**Text shown:**
The environment and heredity are both prevalent themes in this novel, with the environment involving the two households in the novel and with heredity involving all the major and most of the minor characters. Since these two themes include the characters and the different settings, they are involved with the structure of the novel and are therefore very important to the story. The theme of heredity is very complex because of how it changes throughout the novel. As new characters are introduced, new hatred and love arise between them, while the theme of environment stays the same and strengthens while the story moves on.
With each household contrasting the other and the tenants suiting the home they reside in, we see a commonality between the two. Wuthering Heights is described as a bad environment because of the characters that reside there, and the way the house is maintained. Most of these characters are from the Earnshaw and Heathcliffe families. Most of the characters from these families that reside in Wuthering Heights have an imperfection of some sort, whether physical, emotional or mental.
Hindley Earnshaw and Heathcliffe are the two characters that began this degradation and were responsible for ending it. After years of living with each other Hindley had a drinking problem and wanted to kill Heathcliffe, who himself despised Hindley. This anger was also directed at the Lintons in Thrushcross Grange due to Heathcliffe's hatred for them, specifically Edgar. Hareton, Hindley's son, was originally an illiterate and violent male, while Linton Heathcliffe had a natural weakness to getting sick.

**Data entries:**
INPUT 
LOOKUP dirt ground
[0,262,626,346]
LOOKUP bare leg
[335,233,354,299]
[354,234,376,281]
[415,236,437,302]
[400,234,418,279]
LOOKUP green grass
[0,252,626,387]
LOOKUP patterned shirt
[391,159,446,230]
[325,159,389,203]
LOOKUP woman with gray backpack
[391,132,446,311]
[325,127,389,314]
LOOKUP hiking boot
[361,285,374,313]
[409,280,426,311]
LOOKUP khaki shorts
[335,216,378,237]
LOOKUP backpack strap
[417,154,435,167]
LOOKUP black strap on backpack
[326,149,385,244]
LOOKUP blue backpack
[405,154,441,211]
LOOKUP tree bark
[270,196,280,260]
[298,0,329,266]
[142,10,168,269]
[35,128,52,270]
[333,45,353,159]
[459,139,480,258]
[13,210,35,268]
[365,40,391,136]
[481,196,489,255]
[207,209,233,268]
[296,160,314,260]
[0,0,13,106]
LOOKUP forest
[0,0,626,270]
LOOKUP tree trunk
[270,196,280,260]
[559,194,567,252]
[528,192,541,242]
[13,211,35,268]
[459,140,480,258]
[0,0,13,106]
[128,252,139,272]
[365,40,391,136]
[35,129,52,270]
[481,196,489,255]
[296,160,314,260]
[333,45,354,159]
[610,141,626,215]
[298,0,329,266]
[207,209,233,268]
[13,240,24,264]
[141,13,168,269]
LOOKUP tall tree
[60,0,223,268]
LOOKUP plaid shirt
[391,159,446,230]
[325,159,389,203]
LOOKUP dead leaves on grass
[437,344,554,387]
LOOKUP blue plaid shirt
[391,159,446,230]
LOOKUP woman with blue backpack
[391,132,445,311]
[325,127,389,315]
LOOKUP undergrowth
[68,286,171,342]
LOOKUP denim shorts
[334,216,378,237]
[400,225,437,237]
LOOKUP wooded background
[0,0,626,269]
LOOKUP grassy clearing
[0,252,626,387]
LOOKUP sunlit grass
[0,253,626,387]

**Given request A:** According to the text on heredity and environment, which two characters began the degradation at Wuthering Heights?
**Given request B:** Can you quote the text on heredity and environment word for word, starting at "With each household" and ending at "emotional or mental."?

**Complete response A:** Hindley Earnshaw and Heathcliffe

**Complete response B:**
With each household contrasting the other and the tenants suiting the home they reside in, we see a commonality between the two. Wuthering Heights is described as a bad environment because of the characters that reside there, and the way the house is maintained. Most of these characters are from the Earnshaw and Heathcliffe families. Most of the characters from these families that reside in Wuthering Heights have an imperfection of some sort, whether physical, emotional or mental.